Convert every line of the items below into a Markdown table with the columns Row and Line, numbering the rows in order and omitting blank lines.

* Begin *

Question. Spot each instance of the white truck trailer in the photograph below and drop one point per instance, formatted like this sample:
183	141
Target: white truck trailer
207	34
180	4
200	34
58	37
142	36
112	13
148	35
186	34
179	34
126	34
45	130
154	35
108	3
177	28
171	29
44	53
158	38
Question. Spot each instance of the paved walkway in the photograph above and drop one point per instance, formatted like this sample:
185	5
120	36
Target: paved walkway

* End *

→ Exercise result:
| Row | Line |
|---|---|
| 1 | Question. Spot each instance of the white truck trailer in the photograph below and drop one point per instance, formatted like this sample: |
| 2 | 183	141 |
| 3 | Target: white truck trailer |
| 4 | 207	34 |
| 5 | 180	4 |
| 6 | 200	34 |
| 7 | 58	37 |
| 8 | 142	36 |
| 9 | 112	13 |
| 10 | 148	35 |
| 11 | 186	34 |
| 12 | 179	34 |
| 13 | 126	34 |
| 14 | 45	130 |
| 15 | 154	35 |
| 16 | 108	3 |
| 17 | 177	28 |
| 18 | 171	29 |
| 19 | 44	53 |
| 20 | 158	38 |
| 21 | Question. Spot each instance of the paved walkway in the photograph above and drop one point per instance, formatted like this sample: |
| 22 | 185	5 |
| 23 | 120	36 |
| 24 | Target: paved walkway |